*Quoted passage*:
- Opening Delimiter -

Brown eager to see improvement

Coach stresses fundamentals, cohesiveness heading into today's exhibition opener against Italy

? Ever since the United States finished sixth at the 2002 World Basketball Championships, the list of that team’s shortcomings has been dissected, from poor fundamentals to sloppy teamwork.

For U.S. Olympic basketball coach Larry Brown, whose team is starting a pre-Games European road trip, the key is forging his talented squad into a cohesive unit.

“This is a very young team that hasn’t played together, but they’re getting better,” the Detroit Pistons’ coach said. “But we aren’t a team yet. We have two weeks to become a team. We’ve got a lot of work ahead.”

The Americans will open Aug. 15 in Athens against Puerto Rico. They’ll work toward preparing for that by playing today against Italy, which finished fifth at the Sydney Games.

“We have to be the best team at the Olympics in rebounding and defense. You don’t have to have played together forever to accomplish that,” Brown said.

- Closing Delimiter -

*Material shown*:
- Opening Delimiter -

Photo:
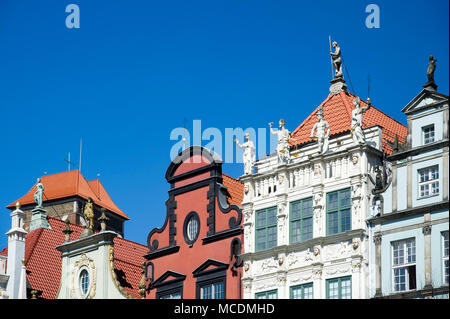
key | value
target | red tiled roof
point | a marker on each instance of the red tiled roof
(338, 113)
(68, 184)
(43, 261)
(235, 189)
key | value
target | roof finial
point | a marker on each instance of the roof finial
(67, 231)
(338, 82)
(431, 85)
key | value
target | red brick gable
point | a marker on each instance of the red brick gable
(338, 113)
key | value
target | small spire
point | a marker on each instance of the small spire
(142, 281)
(67, 231)
(103, 219)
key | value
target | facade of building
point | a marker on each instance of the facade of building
(66, 194)
(305, 210)
(58, 259)
(195, 254)
(409, 250)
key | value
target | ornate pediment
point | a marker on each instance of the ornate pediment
(425, 99)
(168, 277)
(209, 266)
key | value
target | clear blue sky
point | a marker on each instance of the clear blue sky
(135, 70)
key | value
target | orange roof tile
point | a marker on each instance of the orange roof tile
(68, 184)
(338, 113)
(43, 261)
(235, 189)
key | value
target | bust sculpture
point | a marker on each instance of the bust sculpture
(39, 193)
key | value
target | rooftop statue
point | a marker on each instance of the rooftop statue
(320, 135)
(336, 56)
(88, 213)
(430, 73)
(249, 157)
(283, 141)
(356, 131)
(39, 193)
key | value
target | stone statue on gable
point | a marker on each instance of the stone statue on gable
(336, 57)
(249, 156)
(356, 131)
(283, 141)
(39, 193)
(318, 131)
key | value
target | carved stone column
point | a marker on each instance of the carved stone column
(282, 220)
(248, 226)
(317, 281)
(427, 247)
(319, 220)
(377, 241)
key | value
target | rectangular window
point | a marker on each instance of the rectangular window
(213, 291)
(304, 291)
(428, 134)
(301, 220)
(404, 264)
(271, 294)
(428, 181)
(445, 256)
(339, 288)
(266, 228)
(339, 208)
(171, 295)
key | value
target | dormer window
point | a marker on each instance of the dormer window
(428, 134)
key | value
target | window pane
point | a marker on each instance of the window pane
(333, 201)
(346, 290)
(308, 292)
(345, 220)
(206, 292)
(219, 291)
(260, 239)
(272, 237)
(272, 216)
(295, 231)
(445, 237)
(307, 208)
(296, 210)
(260, 218)
(333, 289)
(333, 223)
(307, 228)
(399, 279)
(345, 198)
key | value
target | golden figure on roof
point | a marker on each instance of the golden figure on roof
(88, 213)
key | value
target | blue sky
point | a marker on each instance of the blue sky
(135, 70)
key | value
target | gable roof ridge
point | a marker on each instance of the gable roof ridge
(347, 105)
(312, 114)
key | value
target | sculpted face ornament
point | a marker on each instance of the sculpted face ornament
(316, 251)
(355, 243)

- Closing Delimiter -

*Exercise set*:
1 - In the basketball article, shorten the paragraph beginning "The Americans will open" to a single sentence and keep its main facts.
2 - Resume the basketball article, starting after Brown's comment on rebounding and defense.
The listing is not needed for anything here.

*Per-task outputs*:
1 - Before its Aug. 15 opener against Puerto Rico in Athens, the U.S. team plays Italy, fifth at the Sydney Games, today.

2 -
The U.S. team held its second practice in Germany on Monday, working on those skills they need to polish, such as finding the open man. A number of dunks by LeBron James and Co. were spectacular, leading to oohs and aahs from about 600 U.S. servicemen bused in from bases to watch.

But Athens won’t be about NBA razzle-dazzle, according to Knicks point guard Stephon Marbury, who dismissed charges the Americans trailed other countries in the game’s fundamentals.

“We’re explosive, there’s much more to our game,” he said. “We don’t use our fundamentals. We’ll have to bring down our game at the Olympics. I think our weakness is we have to learn to play with each other. Everyone is pretty much the best player on his team, so we got to come together.”

Marbury doesn’t know much about the German team, which the U.S. squad will face a day after Puerto Rico. Germany won bronze at the 2002 worlds.

The Americans will receive scouting reports today and watch film on the Italians.

After those two games, the Americans will face world champion Serbia and Montenegro and its roster full of NBA players, although the country will be missing Peja Stojakovic and Vlade Divac. The trip winds up with a game against Turkey, which has two NBA players.

The Americans want to avoid a repeat of 2002. They entered those worlds with a 58-0 mark in the competition, but they lost three games. It was a wake-up call and proof the rest of the world had closed the gap.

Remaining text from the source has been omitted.